## TASK BRIEF
Output the run of lines that opens with the first line of the material below and closes with the line containing "like point(75, 147)", both included, and drop the pictures.

------------------------------------------------------------------------

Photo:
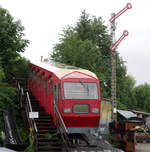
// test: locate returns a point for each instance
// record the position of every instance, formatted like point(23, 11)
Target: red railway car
point(75, 91)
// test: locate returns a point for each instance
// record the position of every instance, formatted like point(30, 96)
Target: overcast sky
point(44, 20)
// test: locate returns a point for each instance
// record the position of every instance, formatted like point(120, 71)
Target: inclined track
point(47, 138)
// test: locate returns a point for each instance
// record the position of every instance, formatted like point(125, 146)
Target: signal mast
point(113, 57)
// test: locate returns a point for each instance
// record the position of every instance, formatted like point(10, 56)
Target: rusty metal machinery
point(113, 57)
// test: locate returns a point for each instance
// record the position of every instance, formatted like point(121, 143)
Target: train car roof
point(61, 70)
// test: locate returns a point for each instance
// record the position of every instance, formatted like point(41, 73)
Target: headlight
point(67, 110)
point(95, 110)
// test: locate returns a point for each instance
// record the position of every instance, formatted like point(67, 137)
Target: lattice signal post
point(113, 57)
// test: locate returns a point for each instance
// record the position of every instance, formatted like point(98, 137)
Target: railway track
point(47, 138)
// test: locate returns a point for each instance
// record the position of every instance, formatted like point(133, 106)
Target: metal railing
point(61, 127)
point(28, 110)
point(22, 98)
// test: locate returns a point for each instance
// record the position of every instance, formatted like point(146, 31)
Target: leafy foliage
point(7, 95)
point(87, 46)
point(142, 96)
point(12, 44)
point(11, 40)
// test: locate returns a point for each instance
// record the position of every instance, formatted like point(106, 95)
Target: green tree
point(86, 45)
point(142, 96)
point(11, 40)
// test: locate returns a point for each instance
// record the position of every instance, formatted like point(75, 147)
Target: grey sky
point(44, 20)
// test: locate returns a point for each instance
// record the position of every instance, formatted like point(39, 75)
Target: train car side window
point(46, 87)
point(38, 76)
point(50, 85)
point(56, 94)
point(43, 79)
point(30, 72)
point(59, 90)
point(40, 79)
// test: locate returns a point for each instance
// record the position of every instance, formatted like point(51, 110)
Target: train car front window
point(80, 90)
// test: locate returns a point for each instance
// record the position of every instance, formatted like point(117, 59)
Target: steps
point(47, 139)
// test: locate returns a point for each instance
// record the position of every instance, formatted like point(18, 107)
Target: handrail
point(29, 102)
point(22, 92)
point(19, 86)
point(61, 119)
point(63, 130)
point(30, 110)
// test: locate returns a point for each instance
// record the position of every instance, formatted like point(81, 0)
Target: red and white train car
point(75, 91)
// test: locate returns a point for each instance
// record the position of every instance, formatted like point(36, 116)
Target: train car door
point(30, 78)
point(38, 86)
point(55, 95)
point(43, 95)
point(49, 91)
point(55, 101)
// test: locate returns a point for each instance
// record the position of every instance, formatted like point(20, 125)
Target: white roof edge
point(60, 69)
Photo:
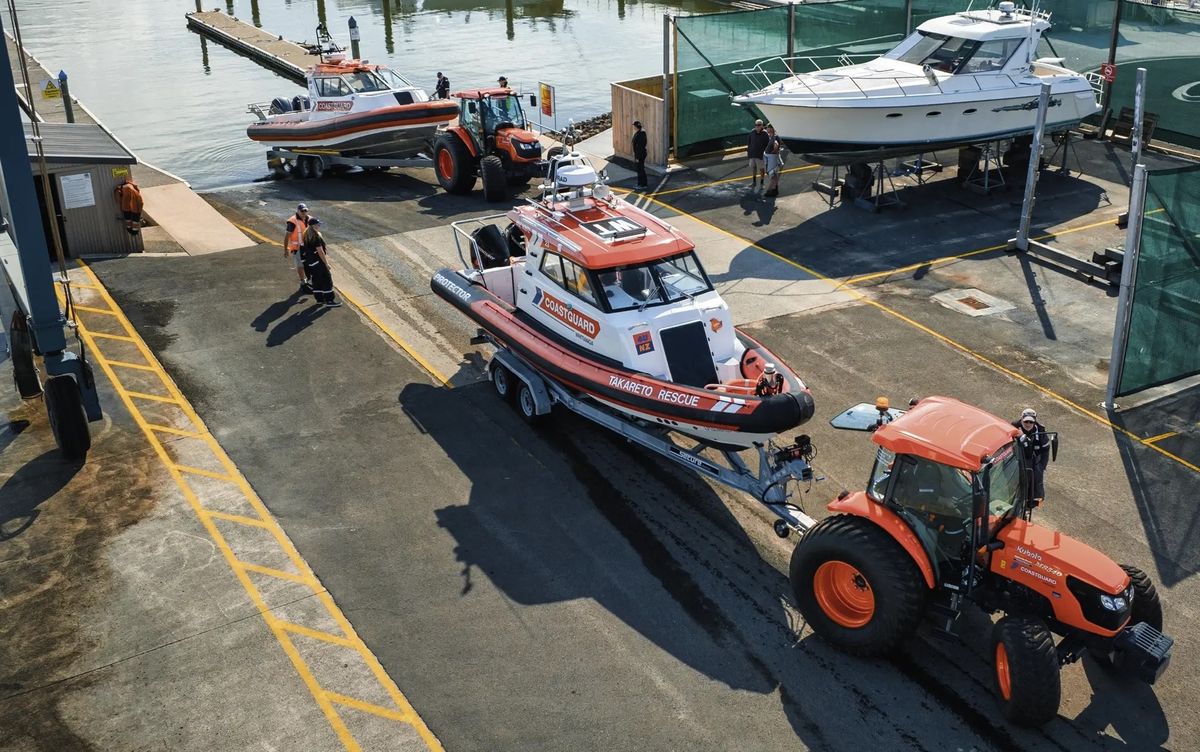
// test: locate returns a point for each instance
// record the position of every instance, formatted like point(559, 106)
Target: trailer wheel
point(526, 404)
point(303, 168)
point(24, 370)
point(856, 587)
point(502, 380)
point(453, 164)
point(64, 407)
point(1026, 671)
point(496, 184)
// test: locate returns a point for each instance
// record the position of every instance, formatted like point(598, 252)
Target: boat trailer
point(779, 467)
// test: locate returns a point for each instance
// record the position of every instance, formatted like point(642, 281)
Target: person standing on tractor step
point(1036, 444)
point(756, 145)
point(640, 155)
point(312, 253)
point(129, 197)
point(293, 233)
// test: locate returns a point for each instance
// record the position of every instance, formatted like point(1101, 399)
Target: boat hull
point(725, 420)
point(863, 130)
point(402, 130)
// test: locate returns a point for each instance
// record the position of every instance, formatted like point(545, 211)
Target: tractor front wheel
point(1026, 671)
point(496, 182)
point(856, 587)
point(453, 164)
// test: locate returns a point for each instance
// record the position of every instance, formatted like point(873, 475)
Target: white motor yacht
point(958, 79)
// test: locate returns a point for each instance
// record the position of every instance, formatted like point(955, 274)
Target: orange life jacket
point(298, 228)
point(130, 197)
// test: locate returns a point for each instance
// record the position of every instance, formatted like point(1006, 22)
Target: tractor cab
point(492, 142)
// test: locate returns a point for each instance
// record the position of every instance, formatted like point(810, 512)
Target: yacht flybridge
point(958, 79)
point(612, 306)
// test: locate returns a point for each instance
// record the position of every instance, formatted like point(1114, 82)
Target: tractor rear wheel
point(496, 182)
point(69, 423)
point(1026, 671)
point(453, 164)
point(856, 587)
point(1146, 606)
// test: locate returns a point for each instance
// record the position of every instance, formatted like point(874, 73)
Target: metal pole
point(1113, 59)
point(665, 137)
point(66, 96)
point(1139, 112)
point(1128, 275)
point(791, 29)
point(354, 38)
point(1031, 175)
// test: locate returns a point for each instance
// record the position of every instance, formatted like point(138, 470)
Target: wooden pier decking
point(277, 54)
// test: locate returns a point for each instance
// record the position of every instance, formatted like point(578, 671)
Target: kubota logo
point(567, 313)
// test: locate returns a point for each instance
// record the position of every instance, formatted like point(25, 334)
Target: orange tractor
point(945, 522)
point(492, 140)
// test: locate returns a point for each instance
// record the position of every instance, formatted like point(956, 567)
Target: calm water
point(180, 101)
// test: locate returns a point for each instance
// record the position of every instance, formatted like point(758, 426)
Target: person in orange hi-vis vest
point(130, 199)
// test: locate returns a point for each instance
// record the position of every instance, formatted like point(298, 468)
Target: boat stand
point(987, 174)
point(832, 190)
point(879, 191)
point(778, 465)
point(917, 168)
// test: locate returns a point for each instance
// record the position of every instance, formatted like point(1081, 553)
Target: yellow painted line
point(253, 522)
point(121, 364)
point(280, 573)
point(349, 702)
point(727, 180)
point(151, 397)
point(118, 337)
point(424, 364)
point(867, 300)
point(1161, 437)
point(329, 637)
point(90, 310)
point(192, 470)
point(406, 713)
point(179, 432)
point(948, 259)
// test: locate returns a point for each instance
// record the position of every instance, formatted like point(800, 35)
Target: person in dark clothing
point(316, 263)
point(1035, 443)
point(756, 145)
point(640, 155)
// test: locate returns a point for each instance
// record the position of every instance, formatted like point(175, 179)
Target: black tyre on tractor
point(1026, 671)
point(453, 164)
point(64, 407)
point(503, 381)
point(856, 587)
point(496, 182)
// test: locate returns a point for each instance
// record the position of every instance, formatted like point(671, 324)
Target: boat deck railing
point(779, 71)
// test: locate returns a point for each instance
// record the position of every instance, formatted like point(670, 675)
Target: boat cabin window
point(569, 276)
point(333, 86)
point(364, 82)
point(657, 282)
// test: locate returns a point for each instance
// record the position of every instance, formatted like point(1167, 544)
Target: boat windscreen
point(654, 283)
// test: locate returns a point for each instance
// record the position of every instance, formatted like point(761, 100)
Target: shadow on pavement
point(29, 487)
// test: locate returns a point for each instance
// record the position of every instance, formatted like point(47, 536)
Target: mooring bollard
point(66, 96)
point(354, 38)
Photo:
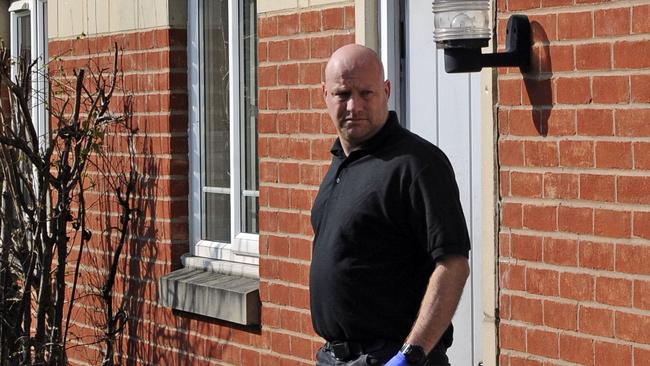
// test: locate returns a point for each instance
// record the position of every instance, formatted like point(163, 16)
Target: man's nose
point(354, 103)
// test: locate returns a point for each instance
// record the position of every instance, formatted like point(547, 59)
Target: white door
point(443, 108)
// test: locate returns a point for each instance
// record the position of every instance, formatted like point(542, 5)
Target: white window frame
point(37, 12)
point(241, 255)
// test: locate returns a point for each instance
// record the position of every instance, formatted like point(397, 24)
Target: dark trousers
point(377, 355)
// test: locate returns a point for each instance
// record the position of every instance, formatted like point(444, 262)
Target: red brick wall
point(573, 147)
point(295, 135)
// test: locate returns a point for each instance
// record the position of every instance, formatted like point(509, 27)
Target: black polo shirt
point(382, 217)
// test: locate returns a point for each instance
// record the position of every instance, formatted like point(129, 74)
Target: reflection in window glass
point(216, 118)
point(250, 205)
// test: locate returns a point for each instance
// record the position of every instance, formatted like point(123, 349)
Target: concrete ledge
point(232, 298)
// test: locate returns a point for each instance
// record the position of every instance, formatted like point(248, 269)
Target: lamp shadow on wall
point(538, 79)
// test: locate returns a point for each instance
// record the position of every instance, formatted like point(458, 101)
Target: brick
point(633, 189)
point(542, 281)
point(512, 276)
point(288, 173)
point(562, 252)
point(316, 98)
point(576, 349)
point(310, 73)
point(596, 321)
point(632, 259)
point(509, 92)
point(633, 327)
point(542, 343)
point(540, 217)
point(526, 310)
point(612, 22)
point(278, 99)
point(552, 3)
point(526, 247)
point(632, 122)
point(511, 153)
point(631, 54)
point(333, 18)
point(560, 57)
point(642, 294)
point(310, 22)
point(611, 223)
point(640, 88)
point(616, 155)
point(511, 215)
point(574, 25)
point(561, 122)
point(607, 353)
point(521, 123)
point(577, 153)
point(573, 90)
point(541, 153)
point(299, 49)
point(278, 51)
point(596, 255)
point(267, 76)
point(288, 74)
point(287, 24)
point(504, 244)
point(576, 286)
point(560, 315)
point(642, 155)
point(512, 337)
point(563, 186)
point(504, 307)
point(641, 356)
point(614, 291)
point(641, 227)
point(579, 220)
point(544, 27)
point(594, 56)
point(526, 184)
point(288, 123)
point(610, 89)
point(595, 122)
point(641, 19)
point(597, 187)
point(321, 47)
point(523, 5)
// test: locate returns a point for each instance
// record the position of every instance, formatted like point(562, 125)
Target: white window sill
point(214, 288)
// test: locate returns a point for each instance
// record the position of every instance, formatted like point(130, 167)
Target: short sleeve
point(437, 217)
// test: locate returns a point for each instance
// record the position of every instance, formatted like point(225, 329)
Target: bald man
point(390, 251)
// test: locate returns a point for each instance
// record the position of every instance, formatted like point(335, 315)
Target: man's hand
point(398, 360)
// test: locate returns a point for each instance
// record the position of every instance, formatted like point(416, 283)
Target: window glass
point(215, 133)
point(217, 154)
point(249, 196)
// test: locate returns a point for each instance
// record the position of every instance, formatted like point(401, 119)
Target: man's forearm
point(440, 301)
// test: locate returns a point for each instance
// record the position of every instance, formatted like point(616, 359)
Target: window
point(223, 137)
point(28, 42)
point(220, 278)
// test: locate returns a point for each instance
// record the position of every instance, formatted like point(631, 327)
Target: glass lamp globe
point(461, 23)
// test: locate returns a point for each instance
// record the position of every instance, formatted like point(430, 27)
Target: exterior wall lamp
point(461, 28)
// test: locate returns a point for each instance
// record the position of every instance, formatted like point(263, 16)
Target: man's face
point(357, 101)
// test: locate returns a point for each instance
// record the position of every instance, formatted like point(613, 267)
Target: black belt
point(347, 350)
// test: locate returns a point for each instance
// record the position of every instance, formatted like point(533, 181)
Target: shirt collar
point(375, 142)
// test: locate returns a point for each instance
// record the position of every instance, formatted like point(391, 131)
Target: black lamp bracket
point(517, 53)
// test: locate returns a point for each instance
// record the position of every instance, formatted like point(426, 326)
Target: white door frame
point(472, 157)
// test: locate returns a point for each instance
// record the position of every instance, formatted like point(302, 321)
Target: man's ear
point(387, 88)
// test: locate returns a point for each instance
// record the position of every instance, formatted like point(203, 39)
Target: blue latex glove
point(398, 360)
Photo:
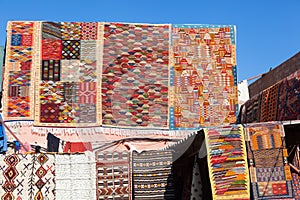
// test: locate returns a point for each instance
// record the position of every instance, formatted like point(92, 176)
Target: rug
point(29, 176)
point(227, 162)
point(203, 76)
point(113, 175)
point(288, 107)
point(75, 176)
point(270, 173)
point(135, 75)
point(19, 73)
point(68, 77)
point(152, 175)
point(269, 103)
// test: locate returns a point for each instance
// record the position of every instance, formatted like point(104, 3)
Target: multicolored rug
point(28, 176)
point(227, 162)
point(19, 74)
point(269, 170)
point(114, 177)
point(135, 75)
point(75, 176)
point(203, 76)
point(288, 107)
point(152, 176)
point(69, 74)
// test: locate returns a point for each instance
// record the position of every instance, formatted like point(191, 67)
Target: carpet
point(135, 75)
point(270, 173)
point(227, 162)
point(28, 176)
point(203, 76)
point(19, 73)
point(75, 176)
point(113, 174)
point(152, 176)
point(68, 77)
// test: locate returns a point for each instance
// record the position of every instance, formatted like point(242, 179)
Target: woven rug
point(19, 74)
point(75, 176)
point(113, 173)
point(269, 170)
point(27, 176)
point(289, 99)
point(203, 76)
point(152, 176)
point(135, 75)
point(269, 104)
point(227, 162)
point(68, 75)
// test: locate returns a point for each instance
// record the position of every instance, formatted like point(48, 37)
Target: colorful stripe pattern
point(19, 75)
point(152, 176)
point(227, 162)
point(203, 76)
point(114, 178)
point(270, 173)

------------------------------------------------------------------------

## RESPONSE TO THIS TASK
Photo:
// test: locate returns a point for each instance
// record the position of every instance, formatted like point(23, 11)
Target: red railway car
point(75, 91)
// test: locate returns a point for each instance
// record the position of every instance, formatted like point(30, 96)
Target: overcast sky
point(44, 20)
// test: locate returns a point for each instance
// record the position of every instance, formatted like point(120, 71)
Target: inclined track
point(47, 138)
// test: locate returns a point for each instance
// record the position of every instance, formatted like point(125, 146)
Target: signal mast
point(113, 57)
// test: locate returns a point for each instance
// record the position of every instance, formatted like point(10, 56)
Target: rusty metal machinery
point(113, 57)
// test: locate returns a point for each instance
// record the position of every instance, formatted like point(121, 143)
Target: train car roof
point(61, 70)
// test: locate returns a point for each instance
// record the position of every instance, formatted like point(41, 73)
Target: headlight
point(67, 110)
point(95, 110)
// test: locate returns a point for each instance
// record the position of every instance, formatted like point(67, 137)
Target: lattice signal post
point(113, 57)
// test: locate returns a point for each instance
// record the position of every instance, formatted like point(98, 137)
Target: railway track
point(47, 138)
// test: locate returns a point for each instance
// record the position of every instance, formatted like point(133, 106)
Target: metal railing
point(61, 127)
point(28, 110)
point(22, 98)
// test: locate returns a point for each instance
// record the position of every instance, formatted like point(146, 31)
Target: leafy foliage
point(7, 95)
point(87, 46)
point(142, 96)
point(12, 44)
point(11, 40)
// test: locate returns a point for each instance
// record the position of every instance, formatted like point(106, 95)
Target: green tree
point(86, 45)
point(142, 96)
point(11, 40)
// test: locate returns a point for each instance
// record the position of every instance, formatted like point(75, 147)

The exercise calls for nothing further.